* **Work request**
Return every line of the data below, exactly.

* **Supplied entries**
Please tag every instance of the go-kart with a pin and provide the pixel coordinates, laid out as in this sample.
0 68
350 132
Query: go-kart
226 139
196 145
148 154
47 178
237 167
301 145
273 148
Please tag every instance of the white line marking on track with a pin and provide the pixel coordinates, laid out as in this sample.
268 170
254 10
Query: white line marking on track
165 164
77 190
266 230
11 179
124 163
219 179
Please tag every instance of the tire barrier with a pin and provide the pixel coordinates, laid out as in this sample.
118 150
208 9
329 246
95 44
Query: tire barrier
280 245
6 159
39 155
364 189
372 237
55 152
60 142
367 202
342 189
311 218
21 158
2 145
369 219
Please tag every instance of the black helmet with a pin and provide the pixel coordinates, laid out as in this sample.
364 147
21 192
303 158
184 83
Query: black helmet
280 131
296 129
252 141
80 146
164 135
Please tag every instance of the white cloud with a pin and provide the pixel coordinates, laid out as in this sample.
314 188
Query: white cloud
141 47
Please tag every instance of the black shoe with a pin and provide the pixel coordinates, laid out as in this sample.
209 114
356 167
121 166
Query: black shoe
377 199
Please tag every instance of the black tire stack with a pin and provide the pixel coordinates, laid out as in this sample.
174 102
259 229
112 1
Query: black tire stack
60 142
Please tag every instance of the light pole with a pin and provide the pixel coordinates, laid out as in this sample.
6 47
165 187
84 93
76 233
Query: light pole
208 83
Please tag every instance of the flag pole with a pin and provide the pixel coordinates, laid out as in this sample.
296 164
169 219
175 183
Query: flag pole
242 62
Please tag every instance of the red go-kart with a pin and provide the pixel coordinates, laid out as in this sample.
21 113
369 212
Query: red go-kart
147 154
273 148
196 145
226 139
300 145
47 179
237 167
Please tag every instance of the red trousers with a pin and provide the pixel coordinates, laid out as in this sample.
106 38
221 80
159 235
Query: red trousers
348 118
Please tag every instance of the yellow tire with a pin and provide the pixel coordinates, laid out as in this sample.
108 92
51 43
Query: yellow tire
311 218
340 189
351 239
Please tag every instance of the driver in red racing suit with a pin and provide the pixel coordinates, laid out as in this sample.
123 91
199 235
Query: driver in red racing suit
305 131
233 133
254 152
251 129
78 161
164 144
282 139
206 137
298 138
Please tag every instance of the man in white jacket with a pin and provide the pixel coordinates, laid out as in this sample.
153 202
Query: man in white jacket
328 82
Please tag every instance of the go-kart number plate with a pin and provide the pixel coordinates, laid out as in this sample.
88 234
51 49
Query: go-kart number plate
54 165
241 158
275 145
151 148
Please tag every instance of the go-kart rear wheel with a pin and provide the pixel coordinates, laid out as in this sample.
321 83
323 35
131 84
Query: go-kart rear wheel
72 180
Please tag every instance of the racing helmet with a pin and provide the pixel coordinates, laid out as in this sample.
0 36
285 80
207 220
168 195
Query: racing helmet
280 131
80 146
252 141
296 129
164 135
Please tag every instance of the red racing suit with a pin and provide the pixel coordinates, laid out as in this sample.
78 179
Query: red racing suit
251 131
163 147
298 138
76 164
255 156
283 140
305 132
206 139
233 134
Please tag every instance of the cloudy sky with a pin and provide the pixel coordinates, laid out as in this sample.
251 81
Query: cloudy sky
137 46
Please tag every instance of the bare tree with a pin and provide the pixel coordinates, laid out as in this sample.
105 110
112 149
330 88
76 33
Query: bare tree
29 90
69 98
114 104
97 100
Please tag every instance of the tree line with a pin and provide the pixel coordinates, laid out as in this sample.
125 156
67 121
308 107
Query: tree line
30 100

* **Completed exercise**
Please tag every instance of the go-kart with a pin and provide the pixel coordinates, laid out as in this sample.
0 68
350 132
Query: go-kart
226 139
196 145
148 154
47 178
237 167
301 145
273 148
Please tag every instance of the white line marking on track with a pin and provide the pixel coordinates, laid out as in this sample.
268 170
254 10
Query: white line marking on track
165 164
77 190
266 230
11 179
124 163
219 179
Please tag every instance of the tire barrier with a pin and provide the pixel coordinates, laid out as in this sample.
118 150
208 9
329 246
95 44
Query: tire barrier
280 245
6 159
39 155
364 189
372 237
55 152
60 142
367 202
342 189
311 218
21 158
2 145
369 219
Please tag every instance of the black helmet with a pin and provide the pixel coordinates, laid out as in this sample.
364 147
21 192
303 158
184 83
Query: black helmet
280 131
296 129
252 141
80 146
164 135
Please tag every instance of the white cloud with a pin and provide the pixel coordinates, laid out as in this sample.
314 188
Query: white cloud
141 47
Please tag every instance of the black shoe with a pin and provide the pixel coordinates, laid out as in this sample.
209 114
356 167
121 166
Query: black shoe
377 199
Please tag every instance of the black tire stack with a pin and provide the pixel coordinates, laid out as in this sample.
174 102
259 229
112 1
Query: black tire stack
60 142
Please tag every instance of the light pole with a pin and provide the pixel coordinates, laid out as in this sample.
6 47
165 187
84 93
76 233
Query: light pole
208 83
Please tag every instance of the flag pole with a pin and provide the pixel coordinates, laid out as in this sample.
296 164
169 219
175 183
Query: flag pole
242 62
Please tag every instance of the red go-kart with a pin and provide the pixel coordinates, laid out as in this sample.
21 113
369 212
Query: red go-kart
147 154
273 148
196 145
226 139
300 145
47 179
237 167
Please tag every instance of the red trousers with a pin and provide the pixel coordinates, laid out as in this sample.
106 38
221 80
159 235
Query: red trousers
348 118
Please tag every instance of the yellow tire with a pin and provide the pixel coordinates, laid out as in this sample.
108 92
51 43
Query: yellow tire
311 218
340 189
351 239
Please tag every instance of the driver in red racing suit with a pin and provide the pixel coordinates, laid out as in this sample.
123 91
199 235
Query: driver in red racing suit
305 131
233 133
254 152
251 129
78 161
164 144
282 139
206 137
298 138
Please tag every instance of the man in white jacket with a pin and provide the pixel coordinates, laid out as in this sample.
153 202
Query: man in white jacket
328 82
Please tag every instance of the go-kart number plate with a pin and provide the pixel coordinates, laid out as in this sample.
88 234
51 49
Query: go-kart number plate
54 165
241 158
275 145
151 148
Please tag every instance of the go-kart rear wheel with a pin and provide the pixel coordinates, laid out as in this sample.
321 83
323 35
131 84
Query: go-kart rear wheel
72 180
Please tag every instance of the racing helmet with a pin and provide the pixel coordinates, laid out as in this sample.
0 36
285 80
207 220
168 195
Query: racing helmet
280 131
80 146
252 141
296 129
164 135
Please tag every instance of the red racing suit with a pin and provide the pixel coordinates, laid out as in this sample.
78 179
Query: red racing suit
251 131
163 147
298 138
76 164
255 156
283 140
305 132
206 139
233 134
Please tag every instance of the cloudy sky with a pin and provide the pixel coordinates, laid out as in this sample.
251 81
Query: cloudy sky
137 46
Please tag every instance of the bare tree with a pin and provide the pixel coordinates, laid out as in this sample.
105 110
112 149
330 88
76 33
Query: bare tree
29 90
69 98
114 104
97 100
Please tag every instance of the tree line with a pin and provide the pixel coordinates, laid out as in this sample.
125 156
67 121
308 107
Query: tree line
30 100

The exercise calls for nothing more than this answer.